[Opening MATERIAL SUPPLIED section]

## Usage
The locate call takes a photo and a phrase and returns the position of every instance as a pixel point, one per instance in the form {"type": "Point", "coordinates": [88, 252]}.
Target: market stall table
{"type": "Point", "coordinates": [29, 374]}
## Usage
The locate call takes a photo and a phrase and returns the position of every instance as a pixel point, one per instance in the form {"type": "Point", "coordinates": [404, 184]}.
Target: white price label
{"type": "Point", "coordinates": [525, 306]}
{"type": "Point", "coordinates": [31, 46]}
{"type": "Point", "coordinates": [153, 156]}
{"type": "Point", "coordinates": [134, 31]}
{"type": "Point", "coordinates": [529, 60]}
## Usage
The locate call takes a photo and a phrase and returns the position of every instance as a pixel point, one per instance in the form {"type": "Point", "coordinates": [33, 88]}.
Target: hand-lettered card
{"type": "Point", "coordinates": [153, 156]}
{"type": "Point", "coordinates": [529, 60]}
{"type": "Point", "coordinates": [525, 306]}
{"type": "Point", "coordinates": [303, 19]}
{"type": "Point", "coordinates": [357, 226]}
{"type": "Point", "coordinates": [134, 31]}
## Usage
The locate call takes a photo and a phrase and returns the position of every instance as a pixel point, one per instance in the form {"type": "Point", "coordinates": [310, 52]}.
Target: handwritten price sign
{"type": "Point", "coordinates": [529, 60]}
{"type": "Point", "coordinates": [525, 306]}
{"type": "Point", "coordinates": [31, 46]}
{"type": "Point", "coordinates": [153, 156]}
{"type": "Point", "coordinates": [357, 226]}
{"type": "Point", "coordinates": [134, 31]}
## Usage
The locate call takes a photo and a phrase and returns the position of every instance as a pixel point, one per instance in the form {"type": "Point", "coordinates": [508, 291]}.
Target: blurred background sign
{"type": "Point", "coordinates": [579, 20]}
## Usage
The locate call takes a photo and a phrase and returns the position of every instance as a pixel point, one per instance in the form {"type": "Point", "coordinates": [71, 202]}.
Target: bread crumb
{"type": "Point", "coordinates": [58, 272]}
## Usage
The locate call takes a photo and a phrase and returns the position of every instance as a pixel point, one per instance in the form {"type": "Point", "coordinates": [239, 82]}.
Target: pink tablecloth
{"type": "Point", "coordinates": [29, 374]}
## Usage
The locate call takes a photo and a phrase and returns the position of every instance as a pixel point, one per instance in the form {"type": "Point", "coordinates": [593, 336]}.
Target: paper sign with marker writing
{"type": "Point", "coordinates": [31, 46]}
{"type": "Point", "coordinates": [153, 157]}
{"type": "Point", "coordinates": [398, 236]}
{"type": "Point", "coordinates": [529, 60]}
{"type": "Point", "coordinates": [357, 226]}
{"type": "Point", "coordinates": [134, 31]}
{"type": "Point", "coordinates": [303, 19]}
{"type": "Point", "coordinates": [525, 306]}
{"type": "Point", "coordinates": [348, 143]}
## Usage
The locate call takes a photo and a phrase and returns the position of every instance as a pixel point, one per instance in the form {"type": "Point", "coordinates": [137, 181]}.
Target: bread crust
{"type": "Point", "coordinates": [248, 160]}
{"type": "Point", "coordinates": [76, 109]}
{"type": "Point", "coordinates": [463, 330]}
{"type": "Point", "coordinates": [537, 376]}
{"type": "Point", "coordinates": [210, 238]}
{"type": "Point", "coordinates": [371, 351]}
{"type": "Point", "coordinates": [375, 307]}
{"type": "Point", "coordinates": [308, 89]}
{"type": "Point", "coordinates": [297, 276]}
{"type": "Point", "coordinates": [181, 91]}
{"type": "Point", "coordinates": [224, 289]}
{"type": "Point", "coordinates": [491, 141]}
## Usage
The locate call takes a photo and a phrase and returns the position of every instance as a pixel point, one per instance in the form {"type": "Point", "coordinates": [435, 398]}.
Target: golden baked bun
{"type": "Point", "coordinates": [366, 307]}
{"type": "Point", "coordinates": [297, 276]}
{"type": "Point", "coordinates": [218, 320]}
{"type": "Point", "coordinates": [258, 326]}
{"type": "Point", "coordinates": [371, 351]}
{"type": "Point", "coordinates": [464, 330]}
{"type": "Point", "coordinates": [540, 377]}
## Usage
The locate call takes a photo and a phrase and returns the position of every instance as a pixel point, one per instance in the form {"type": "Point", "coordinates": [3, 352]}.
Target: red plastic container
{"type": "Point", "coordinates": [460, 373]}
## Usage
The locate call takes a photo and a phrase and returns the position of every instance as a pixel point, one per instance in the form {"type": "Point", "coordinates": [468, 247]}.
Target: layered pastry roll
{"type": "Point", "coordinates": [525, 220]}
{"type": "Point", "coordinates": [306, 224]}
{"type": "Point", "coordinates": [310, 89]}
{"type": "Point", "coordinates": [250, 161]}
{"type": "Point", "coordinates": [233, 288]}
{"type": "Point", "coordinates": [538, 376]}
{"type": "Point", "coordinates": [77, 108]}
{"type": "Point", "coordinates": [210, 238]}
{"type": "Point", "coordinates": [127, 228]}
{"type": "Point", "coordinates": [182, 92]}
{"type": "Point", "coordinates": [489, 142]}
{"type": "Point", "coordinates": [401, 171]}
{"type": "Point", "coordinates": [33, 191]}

[Closing MATERIAL SUPPLIED section]

WHAT IS BEING ASKED:
All the records above need to be restated exactly, line by line.

EXERCISE OUTPUT:
## Usage
The locate call takes a photo and a phrase and returns the position of every instance as a pixel point, one per instance in the form {"type": "Point", "coordinates": [88, 252]}.
Target: market stall table
{"type": "Point", "coordinates": [29, 374]}
## Usage
The locate call takes a photo and a phrase and returns the position of every instance as a pixel point, one per instance in the form {"type": "Point", "coordinates": [404, 184]}.
Target: white price label
{"type": "Point", "coordinates": [525, 306]}
{"type": "Point", "coordinates": [31, 46]}
{"type": "Point", "coordinates": [153, 156]}
{"type": "Point", "coordinates": [134, 31]}
{"type": "Point", "coordinates": [529, 60]}
## Usage
The locate call takes a photo and a phrase and returns the position of every instance as a pixel point, one per instance in the form {"type": "Point", "coordinates": [33, 88]}.
Target: hand-lettered card
{"type": "Point", "coordinates": [153, 156]}
{"type": "Point", "coordinates": [529, 60]}
{"type": "Point", "coordinates": [525, 306]}
{"type": "Point", "coordinates": [303, 19]}
{"type": "Point", "coordinates": [357, 226]}
{"type": "Point", "coordinates": [134, 31]}
## Usage
The locate call takes a photo and a phrase and returns the position of every instance as a pixel point, one per instance in the form {"type": "Point", "coordinates": [310, 52]}.
Target: handwritten price sign
{"type": "Point", "coordinates": [529, 60]}
{"type": "Point", "coordinates": [525, 306]}
{"type": "Point", "coordinates": [31, 46]}
{"type": "Point", "coordinates": [153, 156]}
{"type": "Point", "coordinates": [357, 226]}
{"type": "Point", "coordinates": [134, 31]}
## Usage
The locate call takes a photo and a phrase and returns the position of every instance as a pixel point, one per instance in the form {"type": "Point", "coordinates": [508, 291]}.
Target: blurred background sign
{"type": "Point", "coordinates": [579, 20]}
## Usage
The locate call takes a photo and a phrase and returns the position of every instance as a pixel point, one per instance in the form {"type": "Point", "coordinates": [71, 202]}.
Target: bread crumb
{"type": "Point", "coordinates": [58, 272]}
## Usage
The locate call takes a photo and a phrase and returns the position of every instance as a pixel point, one per instance in the form {"type": "Point", "coordinates": [239, 82]}.
Target: pink tablecloth
{"type": "Point", "coordinates": [29, 374]}
## Usage
The locate call takes a photo and a phrase and returns the position of every instance as a pixel point, one per instance in the form {"type": "Point", "coordinates": [593, 336]}.
Target: paper sign with marker writing
{"type": "Point", "coordinates": [31, 46]}
{"type": "Point", "coordinates": [153, 157]}
{"type": "Point", "coordinates": [398, 236]}
{"type": "Point", "coordinates": [529, 60]}
{"type": "Point", "coordinates": [357, 226]}
{"type": "Point", "coordinates": [134, 31]}
{"type": "Point", "coordinates": [303, 19]}
{"type": "Point", "coordinates": [525, 306]}
{"type": "Point", "coordinates": [348, 143]}
## Usage
The locate call takes a photo and a phrase and returns the position of every instance as a pixel point, one per instance in the form {"type": "Point", "coordinates": [137, 181]}.
Target: bread crust
{"type": "Point", "coordinates": [248, 160]}
{"type": "Point", "coordinates": [76, 109]}
{"type": "Point", "coordinates": [463, 330]}
{"type": "Point", "coordinates": [537, 376]}
{"type": "Point", "coordinates": [210, 238]}
{"type": "Point", "coordinates": [371, 351]}
{"type": "Point", "coordinates": [375, 307]}
{"type": "Point", "coordinates": [308, 89]}
{"type": "Point", "coordinates": [297, 276]}
{"type": "Point", "coordinates": [181, 91]}
{"type": "Point", "coordinates": [224, 289]}
{"type": "Point", "coordinates": [491, 141]}
## Usage
The locate call takes a photo and a phrase and returns the position of every instance as a pixel point, one per instance in the form {"type": "Point", "coordinates": [435, 398]}.
Target: golden baked bun
{"type": "Point", "coordinates": [366, 307]}
{"type": "Point", "coordinates": [297, 276]}
{"type": "Point", "coordinates": [218, 320]}
{"type": "Point", "coordinates": [258, 326]}
{"type": "Point", "coordinates": [371, 351]}
{"type": "Point", "coordinates": [464, 330]}
{"type": "Point", "coordinates": [540, 377]}
## Usage
The locate call takes a photo and a phrase and returns the position of every instance as a pixel point, one per instance in the form {"type": "Point", "coordinates": [3, 352]}.
Target: red plastic container
{"type": "Point", "coordinates": [460, 373]}
## Usage
The locate call takes a photo and a phrase and returns the position of every instance as a pixel point, one per instance in the form {"type": "Point", "coordinates": [468, 247]}.
Target: layered pastry roll
{"type": "Point", "coordinates": [525, 220]}
{"type": "Point", "coordinates": [306, 224]}
{"type": "Point", "coordinates": [310, 89]}
{"type": "Point", "coordinates": [250, 161]}
{"type": "Point", "coordinates": [233, 288]}
{"type": "Point", "coordinates": [538, 376]}
{"type": "Point", "coordinates": [77, 108]}
{"type": "Point", "coordinates": [210, 238]}
{"type": "Point", "coordinates": [127, 228]}
{"type": "Point", "coordinates": [182, 92]}
{"type": "Point", "coordinates": [489, 142]}
{"type": "Point", "coordinates": [401, 171]}
{"type": "Point", "coordinates": [33, 191]}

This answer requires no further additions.